This region extends into the sea toward the East and is only few hours
away from other splendid locations of Southern Italy like Calabria,
Amalfi Coast, Sorrento, Capri, Maratea, Sicily, Agrigento, Taormina.
Here, Nature imposes itself with a wonderful
variety of rich colours: red earth, dark green pine, silvery
green olive trees and lush vineyards; sparkling white labyrinths of
towns which seem to glisten in the sun; milky white medieval centres
with tangles of streets and alleyways, all against a backdrop of the
deep blue Mediterranean Sea.
What culture and knowledgeable hand of man have built, refined and shaped
to their measure across the millennium, blends with the favourable climate,
limpid sea, ever present sunshine, sandy and rocky coastlines, verdant
islands, characteristic grottos and other beauties generously profused
by nature on this land.
In this land you will find gems of architectural and historical
interest: Romanesque, Byzantine and Baroque churches, cathedrals,
castles, towers, prehistorical remains and last but not least the Trulli
Houses. These are built out of dry stone with thick solid walls
and conical roofs, you may sometimes find them gathered around each
other or even simply scattered in a picturesque way surrounded by the
The kind southern character, the natural openness of the people, a truly
typical cuisine, exquisite wines, religions, and popular festivals,
historical commemorations, cultural events and endless hospitality facilities
create a particularly warm atmosphere.

__Task instructions__
List every location that the excerpted passage names as a few hours away from the region.

__Exercise data__
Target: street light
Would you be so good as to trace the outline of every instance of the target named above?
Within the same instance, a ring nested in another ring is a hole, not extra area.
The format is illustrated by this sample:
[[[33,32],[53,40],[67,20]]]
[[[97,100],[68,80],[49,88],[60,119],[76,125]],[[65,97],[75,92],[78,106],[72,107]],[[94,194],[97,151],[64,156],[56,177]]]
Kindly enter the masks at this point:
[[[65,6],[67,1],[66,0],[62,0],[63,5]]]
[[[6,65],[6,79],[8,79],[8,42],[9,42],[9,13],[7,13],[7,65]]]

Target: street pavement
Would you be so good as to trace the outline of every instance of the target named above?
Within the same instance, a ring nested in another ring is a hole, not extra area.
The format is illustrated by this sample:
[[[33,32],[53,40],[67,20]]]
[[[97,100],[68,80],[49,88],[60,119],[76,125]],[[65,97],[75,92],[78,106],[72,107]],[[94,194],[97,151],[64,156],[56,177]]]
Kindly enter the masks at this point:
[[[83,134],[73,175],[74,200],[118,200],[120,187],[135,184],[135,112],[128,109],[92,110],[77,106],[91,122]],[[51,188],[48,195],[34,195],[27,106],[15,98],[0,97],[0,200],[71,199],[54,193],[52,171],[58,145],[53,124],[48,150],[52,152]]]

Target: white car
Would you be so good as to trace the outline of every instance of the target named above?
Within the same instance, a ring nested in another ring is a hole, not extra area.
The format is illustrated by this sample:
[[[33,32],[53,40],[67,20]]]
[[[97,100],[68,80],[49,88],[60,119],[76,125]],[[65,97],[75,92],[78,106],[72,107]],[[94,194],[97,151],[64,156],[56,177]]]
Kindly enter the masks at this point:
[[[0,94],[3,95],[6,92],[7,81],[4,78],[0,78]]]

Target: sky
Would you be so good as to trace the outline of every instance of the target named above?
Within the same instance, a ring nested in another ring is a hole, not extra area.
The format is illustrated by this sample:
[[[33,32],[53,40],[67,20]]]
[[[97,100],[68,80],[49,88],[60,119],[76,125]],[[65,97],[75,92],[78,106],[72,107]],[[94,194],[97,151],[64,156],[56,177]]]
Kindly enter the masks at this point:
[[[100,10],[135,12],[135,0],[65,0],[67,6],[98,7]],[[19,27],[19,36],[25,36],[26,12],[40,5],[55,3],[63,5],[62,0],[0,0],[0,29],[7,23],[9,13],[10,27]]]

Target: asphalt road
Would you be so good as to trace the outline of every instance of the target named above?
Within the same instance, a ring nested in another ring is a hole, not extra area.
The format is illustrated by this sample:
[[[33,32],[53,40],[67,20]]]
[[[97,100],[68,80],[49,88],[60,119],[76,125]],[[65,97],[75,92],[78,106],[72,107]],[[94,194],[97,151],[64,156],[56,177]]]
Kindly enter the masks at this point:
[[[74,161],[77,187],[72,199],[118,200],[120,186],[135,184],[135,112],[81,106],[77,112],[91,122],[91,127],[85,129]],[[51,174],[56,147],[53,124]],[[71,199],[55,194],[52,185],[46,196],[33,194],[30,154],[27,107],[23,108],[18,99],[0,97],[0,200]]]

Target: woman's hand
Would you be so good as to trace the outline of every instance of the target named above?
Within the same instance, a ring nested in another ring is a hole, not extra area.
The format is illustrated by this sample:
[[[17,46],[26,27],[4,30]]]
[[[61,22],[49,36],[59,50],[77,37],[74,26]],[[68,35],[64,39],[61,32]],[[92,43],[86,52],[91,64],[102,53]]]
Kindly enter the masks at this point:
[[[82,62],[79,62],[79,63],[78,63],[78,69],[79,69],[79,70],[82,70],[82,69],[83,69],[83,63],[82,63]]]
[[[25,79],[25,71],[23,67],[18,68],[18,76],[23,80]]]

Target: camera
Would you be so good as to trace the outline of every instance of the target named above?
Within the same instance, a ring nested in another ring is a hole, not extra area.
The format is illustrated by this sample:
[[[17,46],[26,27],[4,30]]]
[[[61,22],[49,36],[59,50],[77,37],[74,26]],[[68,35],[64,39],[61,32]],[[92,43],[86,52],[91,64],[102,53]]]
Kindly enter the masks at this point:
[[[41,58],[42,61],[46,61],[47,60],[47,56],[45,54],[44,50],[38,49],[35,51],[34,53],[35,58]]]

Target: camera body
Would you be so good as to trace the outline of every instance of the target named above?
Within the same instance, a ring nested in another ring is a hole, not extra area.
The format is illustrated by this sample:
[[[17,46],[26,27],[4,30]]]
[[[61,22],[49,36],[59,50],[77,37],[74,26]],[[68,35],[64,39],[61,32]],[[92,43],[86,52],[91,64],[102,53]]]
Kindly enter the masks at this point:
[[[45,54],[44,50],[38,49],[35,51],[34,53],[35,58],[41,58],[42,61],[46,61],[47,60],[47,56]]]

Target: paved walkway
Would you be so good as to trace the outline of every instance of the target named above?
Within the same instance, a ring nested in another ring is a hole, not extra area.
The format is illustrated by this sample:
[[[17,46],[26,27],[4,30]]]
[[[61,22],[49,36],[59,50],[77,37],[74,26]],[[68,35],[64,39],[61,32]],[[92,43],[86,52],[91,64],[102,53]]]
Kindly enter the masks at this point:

__Task solution__
Calabria, Amalfi Coast, Sorrento, Capri, Maratea, Sicily, Agrigento, Taormina